• STATED EXERCISE A
Summarize the real estate legal terms text in two sentences.
• STATED EXERCISE B
Count the lines of the records that contain the string "Provide", treating case as significant, and give only the number.

• GIVEN TEXT
************
Legal Lingo

The following are just some basic real estate legal terms to be familiar with. Your real estate attorney will protect your best interest and assist you with navigating the home buying process:

Abatement: Abatement refers to a reprieve from or reduction in a debt, tax or other payment obligation faced by an individual or company. In real estate, a request for tax abatement is filed with the Massachusetts city or town usually when the home owner feels the assessed value determined by the town is too high.

Acceleration Clause: A stipulation in a contract that allows for the lender to declare a loan due and payable on demand. The most common occurrence is when the borrower fails to make monthly mortgage payments and the lender calls the entire sum due and institutes foreclosure proceedings.

Adjustable Rate Mortgage (ARM): Any mortgage where the interest rate changes periodically based on published pre-selected market rate – e.g. LIBOR.

Amortization Schedule: This shows how much of each of your loan payments is attributed to principal and how much is attributable to interest based on your loan amount and interest rate.

Annual Percentage Rate (APR): An interest rate reflecting the cost of a mortgage as a yearly rate. This rate should NOT be confused with the loan’s interest rate. The APR is the best way to compare the true cost of credit when loan options have differing interest rates and closing costs.
************
• Annotation records

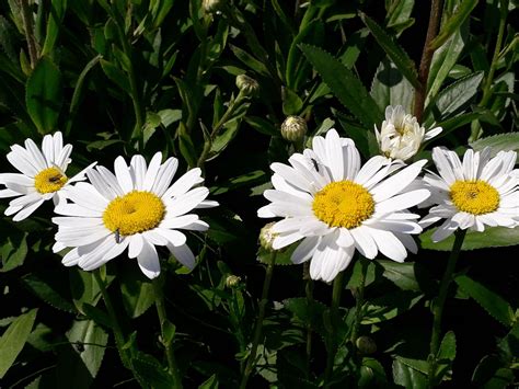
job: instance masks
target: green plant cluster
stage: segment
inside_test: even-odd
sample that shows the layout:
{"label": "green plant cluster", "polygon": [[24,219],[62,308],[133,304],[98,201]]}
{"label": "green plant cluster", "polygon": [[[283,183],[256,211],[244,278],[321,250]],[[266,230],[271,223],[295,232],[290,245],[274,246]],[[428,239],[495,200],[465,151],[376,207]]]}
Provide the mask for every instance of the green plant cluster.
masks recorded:
{"label": "green plant cluster", "polygon": [[[160,150],[200,168],[220,206],[188,237],[196,267],[162,255],[153,283],[125,256],[62,266],[51,205],[2,217],[0,386],[518,385],[519,227],[458,241],[431,355],[455,237],[435,243],[426,230],[405,263],[356,260],[332,287],[292,265],[295,247],[261,248],[256,215],[269,164],[332,127],[364,160],[379,155],[373,126],[389,105],[443,128],[414,160],[440,145],[519,150],[517,12],[508,0],[2,1],[2,156],[58,130],[76,172]],[[304,138],[281,136],[288,116]]]}

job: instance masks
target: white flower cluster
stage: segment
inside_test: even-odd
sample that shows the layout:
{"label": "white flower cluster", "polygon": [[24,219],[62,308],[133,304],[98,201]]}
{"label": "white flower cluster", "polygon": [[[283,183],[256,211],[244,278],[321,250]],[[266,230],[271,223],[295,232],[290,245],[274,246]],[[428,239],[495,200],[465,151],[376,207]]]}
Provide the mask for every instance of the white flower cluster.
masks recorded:
{"label": "white flower cluster", "polygon": [[[195,256],[178,230],[207,230],[192,210],[218,205],[206,199],[207,187],[197,186],[204,181],[200,169],[172,184],[178,161],[162,163],[158,152],[149,165],[142,156],[134,156],[129,165],[117,157],[115,174],[92,163],[69,179],[72,146],[64,146],[61,133],[46,135],[42,150],[32,139],[25,140],[25,148],[11,149],[8,160],[20,173],[0,174],[5,186],[0,197],[16,197],[5,215],[23,220],[54,199],[59,215],[53,218],[58,226],[54,251],[71,249],[62,259],[66,266],[94,270],[128,249],[128,258],[136,258],[142,273],[154,278],[160,274],[155,247],[164,245],[183,265],[194,267]],[[86,178],[90,182],[82,182]]]}

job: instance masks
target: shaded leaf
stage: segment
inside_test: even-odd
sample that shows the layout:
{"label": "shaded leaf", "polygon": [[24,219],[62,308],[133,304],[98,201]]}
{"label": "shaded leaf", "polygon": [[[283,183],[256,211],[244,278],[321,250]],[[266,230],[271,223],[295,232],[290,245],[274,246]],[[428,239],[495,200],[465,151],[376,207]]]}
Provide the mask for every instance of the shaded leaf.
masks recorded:
{"label": "shaded leaf", "polygon": [[61,72],[49,58],[42,57],[25,85],[27,112],[39,133],[57,129],[62,99]]}
{"label": "shaded leaf", "polygon": [[510,305],[499,295],[488,289],[486,286],[475,282],[468,275],[459,275],[455,283],[463,291],[482,306],[494,319],[505,325],[514,322],[514,311]]}
{"label": "shaded leaf", "polygon": [[37,309],[19,316],[0,337],[0,378],[12,366],[22,351],[36,319]]}
{"label": "shaded leaf", "polygon": [[300,48],[335,96],[364,125],[372,128],[383,117],[377,103],[351,70],[322,48],[305,44],[301,44]]}

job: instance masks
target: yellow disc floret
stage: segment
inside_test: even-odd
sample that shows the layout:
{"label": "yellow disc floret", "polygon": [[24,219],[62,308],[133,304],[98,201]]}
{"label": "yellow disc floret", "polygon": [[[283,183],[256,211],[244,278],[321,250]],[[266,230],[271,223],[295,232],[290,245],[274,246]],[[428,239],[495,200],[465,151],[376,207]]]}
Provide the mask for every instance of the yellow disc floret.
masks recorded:
{"label": "yellow disc floret", "polygon": [[164,218],[164,203],[151,192],[132,191],[115,197],[103,213],[105,227],[120,236],[151,230]]}
{"label": "yellow disc floret", "polygon": [[484,181],[457,181],[450,186],[450,198],[458,209],[483,215],[499,206],[499,193]]}
{"label": "yellow disc floret", "polygon": [[312,209],[330,227],[356,228],[373,214],[374,201],[362,185],[339,181],[315,194]]}
{"label": "yellow disc floret", "polygon": [[41,194],[58,192],[68,181],[67,175],[58,168],[42,170],[34,178],[34,187]]}

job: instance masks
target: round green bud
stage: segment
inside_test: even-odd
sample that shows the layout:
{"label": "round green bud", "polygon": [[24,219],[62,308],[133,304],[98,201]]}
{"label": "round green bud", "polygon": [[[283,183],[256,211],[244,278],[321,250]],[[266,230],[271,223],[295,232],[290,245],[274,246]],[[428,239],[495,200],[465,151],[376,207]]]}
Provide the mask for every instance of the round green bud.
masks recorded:
{"label": "round green bud", "polygon": [[289,141],[301,140],[307,134],[307,122],[300,116],[288,116],[281,124],[281,136]]}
************
• FULL OUTPUT A
The text lists basic real estate legal terms to know, noting that a real estate attorney protects your best interest and helps you through the home buying process. It defines abatement (such as a tax abatement request filed with a Massachusetts city or town when the assessed value seems too high), an acceleration clause, an adjustable rate mortgage, an amortization schedule, and the annual percentage rate, which is the best way to compare the true cost of credit.

• FULL OUTPUT B
5